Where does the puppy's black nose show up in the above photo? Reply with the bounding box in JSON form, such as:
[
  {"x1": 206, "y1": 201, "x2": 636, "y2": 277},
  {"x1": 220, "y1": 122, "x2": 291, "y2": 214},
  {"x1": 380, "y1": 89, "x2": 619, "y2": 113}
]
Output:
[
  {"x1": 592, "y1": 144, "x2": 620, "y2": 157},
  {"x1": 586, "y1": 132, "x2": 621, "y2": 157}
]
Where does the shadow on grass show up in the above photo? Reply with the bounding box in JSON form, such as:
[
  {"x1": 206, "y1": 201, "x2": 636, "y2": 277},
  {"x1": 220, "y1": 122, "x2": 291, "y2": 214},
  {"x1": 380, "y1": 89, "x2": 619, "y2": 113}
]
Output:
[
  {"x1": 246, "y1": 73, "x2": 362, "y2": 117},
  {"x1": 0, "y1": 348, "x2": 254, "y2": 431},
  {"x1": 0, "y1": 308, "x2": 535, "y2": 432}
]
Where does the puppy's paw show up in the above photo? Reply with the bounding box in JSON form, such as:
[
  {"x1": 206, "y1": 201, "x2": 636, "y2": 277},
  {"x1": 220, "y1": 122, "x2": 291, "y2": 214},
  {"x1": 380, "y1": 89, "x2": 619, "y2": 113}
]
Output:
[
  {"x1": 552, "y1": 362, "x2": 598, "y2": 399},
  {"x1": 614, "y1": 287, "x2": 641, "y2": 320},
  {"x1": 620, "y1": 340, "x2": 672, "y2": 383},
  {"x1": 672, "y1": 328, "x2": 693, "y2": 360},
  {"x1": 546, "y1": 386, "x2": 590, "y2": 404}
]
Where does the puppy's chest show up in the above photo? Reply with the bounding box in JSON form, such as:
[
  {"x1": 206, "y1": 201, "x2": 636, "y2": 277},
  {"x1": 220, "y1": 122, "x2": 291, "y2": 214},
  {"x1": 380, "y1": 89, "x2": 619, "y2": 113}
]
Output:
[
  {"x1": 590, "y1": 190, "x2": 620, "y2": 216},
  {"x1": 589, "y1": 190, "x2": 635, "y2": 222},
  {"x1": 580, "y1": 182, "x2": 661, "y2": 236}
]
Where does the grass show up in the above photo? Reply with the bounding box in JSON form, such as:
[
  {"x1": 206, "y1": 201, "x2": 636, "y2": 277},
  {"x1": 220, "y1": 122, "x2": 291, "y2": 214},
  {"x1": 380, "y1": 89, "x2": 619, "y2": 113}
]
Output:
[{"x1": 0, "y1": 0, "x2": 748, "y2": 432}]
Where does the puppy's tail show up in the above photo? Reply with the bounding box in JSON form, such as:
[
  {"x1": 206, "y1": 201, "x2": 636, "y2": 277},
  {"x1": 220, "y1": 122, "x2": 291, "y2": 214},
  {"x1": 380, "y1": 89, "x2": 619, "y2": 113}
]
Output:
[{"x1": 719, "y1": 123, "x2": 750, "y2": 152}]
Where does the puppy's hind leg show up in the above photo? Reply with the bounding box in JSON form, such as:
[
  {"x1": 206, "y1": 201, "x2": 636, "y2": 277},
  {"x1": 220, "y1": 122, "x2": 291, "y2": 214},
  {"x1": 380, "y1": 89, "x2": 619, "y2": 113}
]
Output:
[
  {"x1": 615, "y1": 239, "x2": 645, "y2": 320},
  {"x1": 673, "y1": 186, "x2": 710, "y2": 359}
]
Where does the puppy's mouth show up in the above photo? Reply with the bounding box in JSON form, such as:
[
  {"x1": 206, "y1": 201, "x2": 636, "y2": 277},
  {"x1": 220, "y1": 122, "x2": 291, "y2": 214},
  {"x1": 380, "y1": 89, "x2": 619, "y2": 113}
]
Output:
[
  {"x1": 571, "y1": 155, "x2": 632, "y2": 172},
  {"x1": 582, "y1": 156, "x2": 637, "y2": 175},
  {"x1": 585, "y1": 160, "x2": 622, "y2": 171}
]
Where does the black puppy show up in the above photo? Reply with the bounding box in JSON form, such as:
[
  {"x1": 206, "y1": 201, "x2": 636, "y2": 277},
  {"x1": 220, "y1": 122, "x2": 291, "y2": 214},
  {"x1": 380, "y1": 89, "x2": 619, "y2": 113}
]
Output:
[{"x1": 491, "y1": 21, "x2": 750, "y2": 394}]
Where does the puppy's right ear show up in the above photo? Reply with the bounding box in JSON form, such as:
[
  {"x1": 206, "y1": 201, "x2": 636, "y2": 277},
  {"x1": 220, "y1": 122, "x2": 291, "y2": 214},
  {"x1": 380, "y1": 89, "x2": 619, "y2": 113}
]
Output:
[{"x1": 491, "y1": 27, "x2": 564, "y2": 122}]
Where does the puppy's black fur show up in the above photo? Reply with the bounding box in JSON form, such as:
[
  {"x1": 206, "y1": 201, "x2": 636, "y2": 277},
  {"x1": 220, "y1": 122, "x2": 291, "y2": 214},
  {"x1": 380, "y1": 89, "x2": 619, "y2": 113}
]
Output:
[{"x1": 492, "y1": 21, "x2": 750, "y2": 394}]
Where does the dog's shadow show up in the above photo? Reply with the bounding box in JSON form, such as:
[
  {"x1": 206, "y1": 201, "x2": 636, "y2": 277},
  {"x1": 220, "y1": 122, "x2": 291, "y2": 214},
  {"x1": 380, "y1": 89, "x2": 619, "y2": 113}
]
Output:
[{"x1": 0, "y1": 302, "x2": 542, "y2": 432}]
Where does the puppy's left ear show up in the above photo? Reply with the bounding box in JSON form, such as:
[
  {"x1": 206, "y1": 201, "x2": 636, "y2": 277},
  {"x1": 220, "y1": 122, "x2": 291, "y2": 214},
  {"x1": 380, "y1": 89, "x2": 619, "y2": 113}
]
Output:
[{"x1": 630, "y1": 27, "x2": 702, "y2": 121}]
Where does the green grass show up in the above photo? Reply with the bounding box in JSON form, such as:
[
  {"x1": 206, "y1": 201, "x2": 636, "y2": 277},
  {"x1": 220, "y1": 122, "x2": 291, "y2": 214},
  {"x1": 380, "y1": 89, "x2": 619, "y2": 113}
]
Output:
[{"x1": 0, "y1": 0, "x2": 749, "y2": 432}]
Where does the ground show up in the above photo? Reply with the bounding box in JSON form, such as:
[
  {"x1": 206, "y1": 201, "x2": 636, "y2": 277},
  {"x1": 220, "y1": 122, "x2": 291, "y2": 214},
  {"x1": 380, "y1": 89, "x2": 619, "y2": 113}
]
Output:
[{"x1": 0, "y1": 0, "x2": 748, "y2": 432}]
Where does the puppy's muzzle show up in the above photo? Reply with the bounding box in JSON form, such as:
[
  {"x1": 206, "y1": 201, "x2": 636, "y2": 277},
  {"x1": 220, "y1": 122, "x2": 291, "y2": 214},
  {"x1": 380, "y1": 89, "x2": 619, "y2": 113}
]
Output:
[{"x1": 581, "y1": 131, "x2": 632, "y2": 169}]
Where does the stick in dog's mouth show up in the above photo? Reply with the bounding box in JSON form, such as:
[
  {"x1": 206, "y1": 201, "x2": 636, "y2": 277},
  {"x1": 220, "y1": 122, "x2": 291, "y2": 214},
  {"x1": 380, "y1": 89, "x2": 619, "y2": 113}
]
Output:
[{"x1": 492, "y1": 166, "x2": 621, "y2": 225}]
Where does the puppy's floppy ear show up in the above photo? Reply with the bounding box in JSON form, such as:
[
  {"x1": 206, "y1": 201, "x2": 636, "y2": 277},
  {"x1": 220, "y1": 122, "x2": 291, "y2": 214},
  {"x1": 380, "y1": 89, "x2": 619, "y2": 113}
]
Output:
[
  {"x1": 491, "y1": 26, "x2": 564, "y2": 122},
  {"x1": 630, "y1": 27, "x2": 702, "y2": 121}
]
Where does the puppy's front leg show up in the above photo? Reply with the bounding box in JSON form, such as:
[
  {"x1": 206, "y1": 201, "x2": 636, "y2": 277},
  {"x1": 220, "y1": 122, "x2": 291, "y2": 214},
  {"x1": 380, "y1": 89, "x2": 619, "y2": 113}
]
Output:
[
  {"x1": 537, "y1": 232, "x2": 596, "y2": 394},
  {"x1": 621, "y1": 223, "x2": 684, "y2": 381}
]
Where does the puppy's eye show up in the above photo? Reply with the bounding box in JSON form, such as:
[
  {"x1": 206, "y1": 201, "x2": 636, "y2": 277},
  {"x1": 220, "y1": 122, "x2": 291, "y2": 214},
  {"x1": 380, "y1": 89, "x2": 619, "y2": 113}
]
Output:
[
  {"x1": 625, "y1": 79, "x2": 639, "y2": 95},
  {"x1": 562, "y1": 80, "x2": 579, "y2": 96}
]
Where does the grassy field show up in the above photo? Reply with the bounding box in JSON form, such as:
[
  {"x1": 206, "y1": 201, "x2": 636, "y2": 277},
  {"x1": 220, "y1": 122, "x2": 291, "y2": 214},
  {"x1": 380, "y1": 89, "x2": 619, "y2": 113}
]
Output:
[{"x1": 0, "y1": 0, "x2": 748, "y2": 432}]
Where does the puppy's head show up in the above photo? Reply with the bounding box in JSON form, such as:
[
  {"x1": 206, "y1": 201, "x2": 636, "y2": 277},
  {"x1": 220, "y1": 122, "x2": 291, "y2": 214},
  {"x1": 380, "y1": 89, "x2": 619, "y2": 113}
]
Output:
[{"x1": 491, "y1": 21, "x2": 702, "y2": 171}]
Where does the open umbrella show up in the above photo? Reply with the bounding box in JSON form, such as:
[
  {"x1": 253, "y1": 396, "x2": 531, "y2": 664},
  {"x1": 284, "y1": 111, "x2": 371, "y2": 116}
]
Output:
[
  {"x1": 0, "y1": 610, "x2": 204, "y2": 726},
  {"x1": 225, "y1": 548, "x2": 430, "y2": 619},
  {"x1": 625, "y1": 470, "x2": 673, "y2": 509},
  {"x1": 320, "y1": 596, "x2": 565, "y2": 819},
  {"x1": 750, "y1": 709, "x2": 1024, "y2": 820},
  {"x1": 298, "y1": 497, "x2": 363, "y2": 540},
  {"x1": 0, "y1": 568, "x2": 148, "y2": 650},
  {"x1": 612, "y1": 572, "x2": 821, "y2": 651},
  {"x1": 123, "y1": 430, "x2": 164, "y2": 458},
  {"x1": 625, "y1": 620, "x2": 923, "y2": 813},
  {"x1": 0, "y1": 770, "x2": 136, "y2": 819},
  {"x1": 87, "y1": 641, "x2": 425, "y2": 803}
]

★ ★ ★ ★

Activity: For every line of the material above that contains the word "mouth", show the line.

Written response:
Where does the puppy's mouth show up in the above photo? Reply with the bounding box in JSON form, such as:
Where does the stick in dog's mouth show up in the above photo? Reply with the bounding box in JSON form, such as:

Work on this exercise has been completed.